→ **Apply what you read**:
1) According to the album review, in what year did Foo Fighters begin?
2) Rewrite the album review between "Rock is back, and" and "energy to spare.", inclusive, with "garage" changed to "basement".

→ **Excerpted text**:
..........
Rock is back, and it’s about fucking time. Wasting Light is exactly the kick-start needed to jolt the genre back to life in an era when hairstyles lead to record deals and guitar solos are in critical danger of disappearing forever in exchange for hazy fuzz and a general sense of disaffection. Dave Grohl and his Foo Fighters come across as demon-possessed men on a mission this time round, bringing their stadium sound back to the garage, making for a scruffy and dangerous record with manic energy to spare.
Wasting Light sounds like the work of a band with something to prove, rather than the work of one of the biggest rock bands in the world. And while Foo Fighters output has been impressively consistent since their inception in 1995, this album feels reinvigourated and important, as if everything were riding on it. Gone are the trumped up arrangements of 2007’s Echoes, Silence, Patience & Grace; gone are the dichotomized concepts of 2005’s two-disc experiment In Your Honour. Wasting Light – which marks guitarist Pat Smear’s first album since The Colour And The Shape – is a high-wire act with razor-sharp precision.
..........
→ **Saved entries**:
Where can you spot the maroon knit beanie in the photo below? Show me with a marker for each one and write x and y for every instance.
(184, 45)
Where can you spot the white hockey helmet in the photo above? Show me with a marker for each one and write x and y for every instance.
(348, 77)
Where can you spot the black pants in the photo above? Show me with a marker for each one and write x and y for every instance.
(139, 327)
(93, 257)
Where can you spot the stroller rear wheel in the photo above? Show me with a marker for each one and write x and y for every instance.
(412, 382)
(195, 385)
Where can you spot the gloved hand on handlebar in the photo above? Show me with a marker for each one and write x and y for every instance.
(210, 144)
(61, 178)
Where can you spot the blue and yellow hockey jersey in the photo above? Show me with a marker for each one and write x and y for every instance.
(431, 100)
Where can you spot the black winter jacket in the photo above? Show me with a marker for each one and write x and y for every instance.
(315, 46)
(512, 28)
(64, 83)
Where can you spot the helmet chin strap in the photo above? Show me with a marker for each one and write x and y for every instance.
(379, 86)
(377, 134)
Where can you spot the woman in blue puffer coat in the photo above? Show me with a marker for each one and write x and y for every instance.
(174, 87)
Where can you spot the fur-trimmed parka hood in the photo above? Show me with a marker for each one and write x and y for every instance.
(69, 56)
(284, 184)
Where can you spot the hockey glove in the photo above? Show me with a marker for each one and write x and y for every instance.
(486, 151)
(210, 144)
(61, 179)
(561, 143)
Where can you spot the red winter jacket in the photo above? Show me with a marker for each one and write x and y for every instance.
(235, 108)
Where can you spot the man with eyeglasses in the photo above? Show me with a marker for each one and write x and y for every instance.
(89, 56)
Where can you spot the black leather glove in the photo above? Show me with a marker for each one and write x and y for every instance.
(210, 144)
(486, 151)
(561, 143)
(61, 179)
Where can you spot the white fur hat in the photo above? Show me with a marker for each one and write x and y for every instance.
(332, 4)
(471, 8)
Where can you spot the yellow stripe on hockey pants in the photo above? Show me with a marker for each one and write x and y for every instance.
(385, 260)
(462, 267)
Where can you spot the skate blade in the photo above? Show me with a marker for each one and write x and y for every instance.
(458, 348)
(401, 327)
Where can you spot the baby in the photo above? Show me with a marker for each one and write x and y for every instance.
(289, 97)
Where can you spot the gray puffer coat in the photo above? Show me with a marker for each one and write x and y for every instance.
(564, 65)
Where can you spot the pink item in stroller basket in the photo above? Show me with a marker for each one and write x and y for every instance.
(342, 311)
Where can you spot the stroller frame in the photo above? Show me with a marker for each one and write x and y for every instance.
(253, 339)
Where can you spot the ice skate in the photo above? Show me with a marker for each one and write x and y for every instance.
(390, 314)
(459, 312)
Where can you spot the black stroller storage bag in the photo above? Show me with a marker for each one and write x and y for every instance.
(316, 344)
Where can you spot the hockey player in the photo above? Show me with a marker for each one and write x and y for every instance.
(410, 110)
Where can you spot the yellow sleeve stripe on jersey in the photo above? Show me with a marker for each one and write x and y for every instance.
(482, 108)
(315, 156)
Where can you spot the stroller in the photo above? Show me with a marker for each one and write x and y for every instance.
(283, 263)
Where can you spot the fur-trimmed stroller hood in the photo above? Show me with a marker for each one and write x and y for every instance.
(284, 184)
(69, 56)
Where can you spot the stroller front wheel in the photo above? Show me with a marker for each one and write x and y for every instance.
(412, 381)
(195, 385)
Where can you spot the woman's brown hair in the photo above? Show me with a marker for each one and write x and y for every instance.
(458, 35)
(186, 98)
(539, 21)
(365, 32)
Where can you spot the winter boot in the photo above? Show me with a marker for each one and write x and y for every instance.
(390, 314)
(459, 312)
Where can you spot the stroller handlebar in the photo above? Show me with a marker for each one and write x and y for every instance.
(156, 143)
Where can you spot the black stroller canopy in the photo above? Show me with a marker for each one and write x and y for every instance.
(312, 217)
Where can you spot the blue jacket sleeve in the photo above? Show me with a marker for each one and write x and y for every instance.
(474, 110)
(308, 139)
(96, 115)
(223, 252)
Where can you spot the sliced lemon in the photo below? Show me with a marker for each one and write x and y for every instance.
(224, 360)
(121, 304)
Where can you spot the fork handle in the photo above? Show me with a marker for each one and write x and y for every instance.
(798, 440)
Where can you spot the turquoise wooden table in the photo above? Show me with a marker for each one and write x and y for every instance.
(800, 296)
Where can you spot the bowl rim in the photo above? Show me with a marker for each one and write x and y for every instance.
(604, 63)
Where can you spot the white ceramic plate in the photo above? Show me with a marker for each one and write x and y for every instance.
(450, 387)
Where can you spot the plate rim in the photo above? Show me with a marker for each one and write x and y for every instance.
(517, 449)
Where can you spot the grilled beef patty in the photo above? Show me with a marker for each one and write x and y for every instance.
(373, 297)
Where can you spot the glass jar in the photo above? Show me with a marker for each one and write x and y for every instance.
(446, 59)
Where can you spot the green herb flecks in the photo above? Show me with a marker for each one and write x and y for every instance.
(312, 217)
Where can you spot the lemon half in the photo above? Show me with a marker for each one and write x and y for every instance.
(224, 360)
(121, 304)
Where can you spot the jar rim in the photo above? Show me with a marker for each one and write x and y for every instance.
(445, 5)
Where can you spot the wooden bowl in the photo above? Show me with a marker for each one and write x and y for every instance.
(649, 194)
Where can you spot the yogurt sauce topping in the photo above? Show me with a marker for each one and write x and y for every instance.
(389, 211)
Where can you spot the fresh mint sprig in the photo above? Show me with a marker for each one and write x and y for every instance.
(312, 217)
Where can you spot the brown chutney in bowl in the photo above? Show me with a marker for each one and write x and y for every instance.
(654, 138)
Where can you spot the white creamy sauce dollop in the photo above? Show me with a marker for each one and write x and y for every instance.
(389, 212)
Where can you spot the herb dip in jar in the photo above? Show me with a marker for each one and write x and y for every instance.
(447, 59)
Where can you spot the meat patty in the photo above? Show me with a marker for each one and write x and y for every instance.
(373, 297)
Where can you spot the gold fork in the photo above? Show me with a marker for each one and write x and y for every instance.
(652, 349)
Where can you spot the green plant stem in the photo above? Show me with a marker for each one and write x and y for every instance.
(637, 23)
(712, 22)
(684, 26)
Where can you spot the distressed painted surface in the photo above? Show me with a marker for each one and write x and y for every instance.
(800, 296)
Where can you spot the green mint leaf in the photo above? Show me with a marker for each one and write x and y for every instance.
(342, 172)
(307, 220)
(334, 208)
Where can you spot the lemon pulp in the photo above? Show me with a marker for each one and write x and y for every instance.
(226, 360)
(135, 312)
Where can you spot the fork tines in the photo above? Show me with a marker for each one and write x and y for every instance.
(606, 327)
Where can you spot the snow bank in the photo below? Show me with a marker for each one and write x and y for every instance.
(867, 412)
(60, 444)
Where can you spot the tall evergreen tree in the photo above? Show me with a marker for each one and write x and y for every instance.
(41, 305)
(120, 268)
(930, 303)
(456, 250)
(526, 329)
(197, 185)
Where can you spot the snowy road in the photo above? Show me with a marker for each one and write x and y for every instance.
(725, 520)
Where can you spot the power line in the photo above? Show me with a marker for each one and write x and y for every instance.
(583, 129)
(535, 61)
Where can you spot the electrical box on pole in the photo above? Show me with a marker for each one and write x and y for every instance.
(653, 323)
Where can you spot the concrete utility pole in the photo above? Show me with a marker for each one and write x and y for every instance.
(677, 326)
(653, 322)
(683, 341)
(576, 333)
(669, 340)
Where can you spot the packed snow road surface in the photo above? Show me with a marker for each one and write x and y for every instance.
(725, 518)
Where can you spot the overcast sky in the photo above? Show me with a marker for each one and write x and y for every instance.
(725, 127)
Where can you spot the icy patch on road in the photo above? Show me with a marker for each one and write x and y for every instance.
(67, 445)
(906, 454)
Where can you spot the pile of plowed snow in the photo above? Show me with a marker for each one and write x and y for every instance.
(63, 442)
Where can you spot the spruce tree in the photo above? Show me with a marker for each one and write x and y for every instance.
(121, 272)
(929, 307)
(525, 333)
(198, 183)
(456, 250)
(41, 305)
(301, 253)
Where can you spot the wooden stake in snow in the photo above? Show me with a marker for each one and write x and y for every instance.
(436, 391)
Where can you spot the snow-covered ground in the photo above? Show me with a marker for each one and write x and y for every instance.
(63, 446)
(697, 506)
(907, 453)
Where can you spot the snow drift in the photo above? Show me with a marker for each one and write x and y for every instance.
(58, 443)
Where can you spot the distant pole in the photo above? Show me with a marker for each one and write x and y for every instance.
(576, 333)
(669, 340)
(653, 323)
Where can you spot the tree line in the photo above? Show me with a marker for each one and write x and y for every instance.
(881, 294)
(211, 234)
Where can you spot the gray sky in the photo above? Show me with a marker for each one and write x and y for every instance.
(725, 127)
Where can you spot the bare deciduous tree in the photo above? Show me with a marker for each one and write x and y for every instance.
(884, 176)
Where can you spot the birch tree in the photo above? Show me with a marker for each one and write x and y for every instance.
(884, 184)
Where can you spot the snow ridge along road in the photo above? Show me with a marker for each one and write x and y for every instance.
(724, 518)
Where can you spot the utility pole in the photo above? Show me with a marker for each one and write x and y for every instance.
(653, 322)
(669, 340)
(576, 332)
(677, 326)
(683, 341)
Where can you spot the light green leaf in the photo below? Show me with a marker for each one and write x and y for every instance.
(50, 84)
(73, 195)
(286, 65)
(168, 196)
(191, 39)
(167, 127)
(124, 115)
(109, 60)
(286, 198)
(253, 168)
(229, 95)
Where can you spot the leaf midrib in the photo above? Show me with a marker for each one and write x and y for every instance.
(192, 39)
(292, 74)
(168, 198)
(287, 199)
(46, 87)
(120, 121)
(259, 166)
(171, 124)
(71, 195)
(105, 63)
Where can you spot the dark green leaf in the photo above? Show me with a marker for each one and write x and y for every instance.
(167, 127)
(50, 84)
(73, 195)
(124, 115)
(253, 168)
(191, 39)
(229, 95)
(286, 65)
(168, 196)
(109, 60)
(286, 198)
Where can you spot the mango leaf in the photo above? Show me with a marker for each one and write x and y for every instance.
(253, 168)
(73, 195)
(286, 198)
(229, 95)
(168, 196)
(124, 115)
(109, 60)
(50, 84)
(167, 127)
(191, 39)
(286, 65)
..........
→ **Answers for each item**:
1) 1995

2)
Rock is back, and it’s about fucking time. Wasting Light is exactly the kick-start needed to jolt the genre back to life in an era when hairstyles lead to record deals and guitar solos are in critical danger of disappearing forever in exchange for hazy fuzz and a general sense of disaffection. Dave Grohl and his Foo Fighters come across as demon-possessed men on a mission this time round, bringing their stadium sound back to the basement, making for a scruffy and dangerous record with manic energy to spare.